==== Raw data
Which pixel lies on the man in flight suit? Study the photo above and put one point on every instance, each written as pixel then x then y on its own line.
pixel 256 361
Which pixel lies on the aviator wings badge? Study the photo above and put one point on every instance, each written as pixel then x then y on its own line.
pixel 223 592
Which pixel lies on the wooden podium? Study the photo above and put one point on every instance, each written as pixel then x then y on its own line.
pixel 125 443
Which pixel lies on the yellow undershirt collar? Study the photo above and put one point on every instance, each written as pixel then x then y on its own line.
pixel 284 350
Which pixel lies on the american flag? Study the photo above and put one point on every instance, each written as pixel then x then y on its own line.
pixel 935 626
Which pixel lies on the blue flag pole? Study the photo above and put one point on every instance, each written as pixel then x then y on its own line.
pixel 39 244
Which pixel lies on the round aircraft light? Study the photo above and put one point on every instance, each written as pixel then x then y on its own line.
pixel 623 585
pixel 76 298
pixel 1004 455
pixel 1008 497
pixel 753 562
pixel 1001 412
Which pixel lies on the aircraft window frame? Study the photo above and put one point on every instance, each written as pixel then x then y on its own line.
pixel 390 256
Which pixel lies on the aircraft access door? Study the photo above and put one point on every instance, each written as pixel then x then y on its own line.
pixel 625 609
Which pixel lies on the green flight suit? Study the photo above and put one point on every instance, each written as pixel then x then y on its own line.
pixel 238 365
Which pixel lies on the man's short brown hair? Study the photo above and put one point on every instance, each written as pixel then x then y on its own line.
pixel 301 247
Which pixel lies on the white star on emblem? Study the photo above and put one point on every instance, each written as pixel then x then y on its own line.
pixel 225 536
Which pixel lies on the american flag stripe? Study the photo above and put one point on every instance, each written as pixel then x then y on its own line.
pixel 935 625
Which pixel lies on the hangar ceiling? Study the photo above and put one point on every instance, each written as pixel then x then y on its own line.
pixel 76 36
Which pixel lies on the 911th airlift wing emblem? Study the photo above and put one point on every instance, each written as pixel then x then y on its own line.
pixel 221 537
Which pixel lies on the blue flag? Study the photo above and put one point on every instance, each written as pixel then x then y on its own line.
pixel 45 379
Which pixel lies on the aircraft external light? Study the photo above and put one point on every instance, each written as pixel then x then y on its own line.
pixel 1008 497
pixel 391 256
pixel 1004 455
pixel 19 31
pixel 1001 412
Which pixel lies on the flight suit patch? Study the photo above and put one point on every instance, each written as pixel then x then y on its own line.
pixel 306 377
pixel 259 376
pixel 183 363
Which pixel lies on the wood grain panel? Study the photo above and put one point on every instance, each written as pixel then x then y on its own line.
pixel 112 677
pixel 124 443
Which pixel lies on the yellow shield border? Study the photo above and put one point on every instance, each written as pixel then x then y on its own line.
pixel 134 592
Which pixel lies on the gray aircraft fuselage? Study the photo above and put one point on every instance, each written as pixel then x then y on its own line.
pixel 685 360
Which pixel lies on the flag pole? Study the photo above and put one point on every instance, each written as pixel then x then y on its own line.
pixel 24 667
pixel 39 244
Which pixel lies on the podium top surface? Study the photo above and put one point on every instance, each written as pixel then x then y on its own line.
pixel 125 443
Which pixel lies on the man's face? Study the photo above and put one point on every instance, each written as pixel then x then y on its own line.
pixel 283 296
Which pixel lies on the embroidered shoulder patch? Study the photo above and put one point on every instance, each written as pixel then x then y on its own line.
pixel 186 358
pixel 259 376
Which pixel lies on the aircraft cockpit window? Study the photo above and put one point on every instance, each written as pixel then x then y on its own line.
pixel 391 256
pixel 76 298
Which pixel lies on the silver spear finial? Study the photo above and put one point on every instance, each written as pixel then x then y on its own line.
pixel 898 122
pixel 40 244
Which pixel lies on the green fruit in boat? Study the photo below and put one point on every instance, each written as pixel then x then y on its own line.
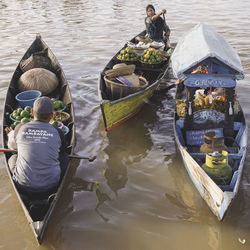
pixel 24 113
pixel 15 123
pixel 28 109
pixel 25 120
pixel 19 110
pixel 57 105
pixel 54 123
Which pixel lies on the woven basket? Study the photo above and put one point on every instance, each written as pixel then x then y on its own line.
pixel 151 65
pixel 118 90
pixel 135 62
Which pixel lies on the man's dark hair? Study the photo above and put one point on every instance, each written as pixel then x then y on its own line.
pixel 150 6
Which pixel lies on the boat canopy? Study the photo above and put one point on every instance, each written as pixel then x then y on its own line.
pixel 208 80
pixel 202 45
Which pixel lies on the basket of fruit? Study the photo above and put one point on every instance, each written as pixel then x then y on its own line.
pixel 127 55
pixel 21 115
pixel 151 58
pixel 61 116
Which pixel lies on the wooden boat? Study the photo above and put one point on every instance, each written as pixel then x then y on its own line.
pixel 38 212
pixel 117 110
pixel 197 115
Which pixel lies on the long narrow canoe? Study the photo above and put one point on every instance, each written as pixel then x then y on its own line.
pixel 199 113
pixel 119 110
pixel 39 217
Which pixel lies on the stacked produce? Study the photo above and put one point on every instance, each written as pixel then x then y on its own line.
pixel 24 115
pixel 151 55
pixel 202 102
pixel 127 54
pixel 58 104
pixel 21 115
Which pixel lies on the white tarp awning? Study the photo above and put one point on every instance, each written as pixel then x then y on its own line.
pixel 200 43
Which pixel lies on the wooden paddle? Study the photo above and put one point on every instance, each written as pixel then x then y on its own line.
pixel 6 150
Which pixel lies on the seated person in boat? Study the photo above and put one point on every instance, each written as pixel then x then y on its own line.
pixel 41 159
pixel 155 25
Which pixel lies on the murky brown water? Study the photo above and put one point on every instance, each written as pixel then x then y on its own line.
pixel 147 200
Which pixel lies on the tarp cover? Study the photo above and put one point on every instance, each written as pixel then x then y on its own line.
pixel 206 80
pixel 200 43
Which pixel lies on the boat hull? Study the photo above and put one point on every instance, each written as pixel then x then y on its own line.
pixel 116 112
pixel 63 93
pixel 218 200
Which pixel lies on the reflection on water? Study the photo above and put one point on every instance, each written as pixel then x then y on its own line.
pixel 136 194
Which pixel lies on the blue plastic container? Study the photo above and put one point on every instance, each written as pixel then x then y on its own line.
pixel 27 98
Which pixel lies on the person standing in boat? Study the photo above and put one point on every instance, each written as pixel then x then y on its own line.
pixel 156 26
pixel 41 159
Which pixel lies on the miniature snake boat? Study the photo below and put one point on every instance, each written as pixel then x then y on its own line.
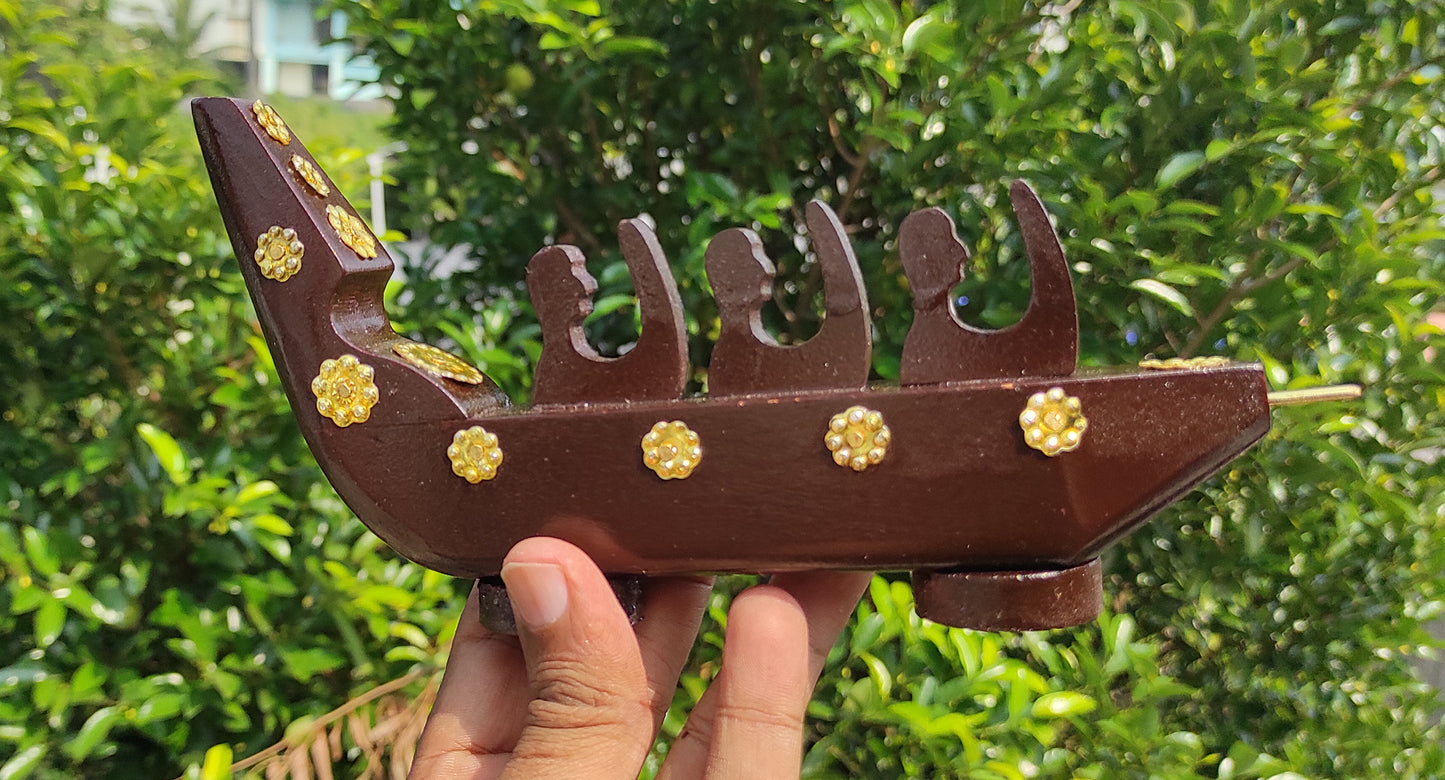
pixel 996 471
========
▶ Brief:
What's needed is an exact retyping of the records, pictures excluded.

▶ Finished exercise:
Which pixel lies on the man in flight suit? Study the photo above and put one point on every instance, each written as pixel then x then y on its own line.
pixel 256 361
Which pixel lies on the aviator wings badge? Study the photo above and put one point on every instance, each written as pixel then x then y on its own line.
pixel 223 592
Which pixel lies on the wooden podium? Study the photo above and put one point on every instance, each written as pixel then x then y on its own line.
pixel 125 443
Which pixel lies on the yellow undershirt collar? Study the photo above and put one point on every instance, each written as pixel then x then y on its own line.
pixel 284 350
Which pixel lies on the american flag? Study the photo above and put one point on every instance, each written as pixel then x then y on its own line.
pixel 935 626
Which pixel lies on the blue flag pole? Study the photo above and put one point on every instance, each written as pixel then x then y on its own line.
pixel 39 244
Which pixel lies on the round aircraft light? Study the photo above and put one point on every instance, each written as pixel then x then y on its own line.
pixel 623 585
pixel 76 298
pixel 1004 455
pixel 1008 497
pixel 753 562
pixel 1001 412
Which pixel lies on the aircraft window frame? Study the photo above and put one point on every instance, each written as pixel then x then y on its own line.
pixel 390 256
Which pixel lies on the aircraft access door? Study the photo above and put one point on every instance, each written as pixel then x then y on its own line.
pixel 625 609
Which pixel lies on the green flight suit? Study the photo above and put one point on every instance, each written as pixel then x then y on its own line.
pixel 238 365
Which pixel lies on the man's short brown hair? Study the photo above and put one point on every instance, each written as pixel then x then y on its own line.
pixel 301 247
Which pixel lies on the white star on emblem? Study the photo above and put one point on every instance, each written as pixel then x then y on its own line.
pixel 225 536
Which pixel lies on the american flag stripe? Study the photo above and put one point on every instance, each written as pixel then x then y on its own line.
pixel 935 625
Which pixel lies on the hangar ceiling? Study the photo above and put one point on every instance, each written as pixel then x then y on its own line.
pixel 76 36
Which pixel lies on the 911th airlift wing emblem? Study the photo above and put one point on every instance, each written as pixel then x then y on its own line.
pixel 221 537
Which pixel lies on the blue flag? Study the photo above and put one point on every instance, each written as pixel then x then y on its own line.
pixel 45 379
Which pixel lies on the aircraft external light? Study the photo above and put one point on every instance, each written as pixel then x then y on its own line.
pixel 1008 497
pixel 391 256
pixel 1004 455
pixel 19 31
pixel 1001 412
Which pixel lies on the flight suit patch? Study the photo above and put one point on every instance, each written as pixel then x then y on its own line.
pixel 306 377
pixel 259 376
pixel 183 363
Which pixel lies on the wood grain panel? Study the photo above and put one point on every instance, each written as pixel then x then y on its own line.
pixel 112 677
pixel 124 443
Which pixel lies on the yellow shield border? Study the photo above and put one point on every instance, each written as pixel then x then y on its own line.
pixel 134 592
Which pixel lies on the gray aircraft fuselage? Study the photo above and put one point on every instance, each written as pixel then x then y on its own line.
pixel 685 360
Which pixel lies on the flag pole? Study the photo above and put one point on every instance, each written as pixel then x then y on its own line.
pixel 24 667
pixel 39 244
Which pixel lies on the podium top surface? Study the photo above and put one point on every instance, each written as pixel then x then y on its own line.
pixel 125 443
Which pixel lies on the man's face? Study the photo above and put one point on every instance, each written as pixel then x then y on its own line.
pixel 283 296
Which pixel lies on the embroidered shoulder patch? Study the photo above and put one point on every instance, each written as pixel then x then y on its own line.
pixel 186 358
pixel 259 376
Which pixel lies on the aircraft cockpit window? Study the photo above and put one point on every instance, each written as pixel then x then y on its own line.
pixel 391 256
pixel 76 298
Which pixel lies on the silver spear finial? Study the photo above and put one point on every instance, each written as pixel then x then y on its own line.
pixel 898 122
pixel 40 244
Which pixel lies on the green fruit in boat? Study the photo below and put one point on every instance, each written as pixel then x then y on its own line.
pixel 24 113
pixel 15 123
pixel 28 109
pixel 25 120
pixel 19 110
pixel 57 105
pixel 54 123
Which pixel lies on the woven basket? Study the photo above and put one point on every instance, each written as pixel then x then y on its own line.
pixel 151 65
pixel 118 90
pixel 135 62
Which pixel lies on the man's dark hair? Study the photo above and put one point on every instance, each written as pixel then x then y on its own line.
pixel 150 6
Which pixel lies on the boat canopy? Study the photo above and put one point on every instance, each written as pixel then x then y on its own line.
pixel 208 80
pixel 202 45
Which pixel lies on the basket of fruit? Study the photo above and put one point on every instance, each written as pixel then x then y on its own line.
pixel 127 55
pixel 21 115
pixel 151 58
pixel 61 116
Which pixel lies on the wooden boat? Study the photo above and put one point on every instance, each written as pixel then x then y on its own line.
pixel 38 212
pixel 117 110
pixel 197 115
Which pixel lies on the long narrow canoe? Study the photo above and put one point on every instance, each written as pixel then x then y on its own line.
pixel 199 113
pixel 119 110
pixel 39 217
Which pixel lies on the stacked produce? Study the photo above and put one point on every instance, each written as pixel then x then y on its own line.
pixel 24 115
pixel 151 55
pixel 202 102
pixel 127 54
pixel 58 104
pixel 21 115
Which pixel lies on the white tarp awning? Study the photo above and put one point on every instance, each written as pixel then x then y on its own line.
pixel 200 43
Which pixel lies on the wooden paddle? Study the photo above and put one point on every instance, each written as pixel then x then y on its own line.
pixel 6 150
Which pixel lies on the seated person in boat? Study the photo above and put one point on every instance, each written as pixel then x then y on its own line.
pixel 41 159
pixel 155 25
Which pixel lies on the murky brown water? Study the photo above and put one point on every instance, each written as pixel then x then y on its own line.
pixel 147 200
Which pixel lies on the tarp cover? Study the photo above and put one point on every instance, each written as pixel then x then y on its own line.
pixel 206 80
pixel 200 43
Which pixel lies on the boat hull? Study the photo above and put one point on every instance, each written as pixel then x then y on its own line.
pixel 116 112
pixel 63 93
pixel 218 200
Which pixel lies on the reflection on water? Study the photo above and put one point on every instance, each written as pixel then x then y on its own line.
pixel 136 194
Which pixel lies on the blue plastic container? Study the photo above and put one point on every instance, each written as pixel then x then y on its own line.
pixel 27 98
Which pixel lies on the person standing in boat? Study the photo above and put one point on every instance, each written as pixel then x then y on its own line.
pixel 156 26
pixel 41 159
Which pixel lies on the miniature snake boat? Study the photo below and put one point on every instance, each written as pixel then x then y on its own line.
pixel 996 471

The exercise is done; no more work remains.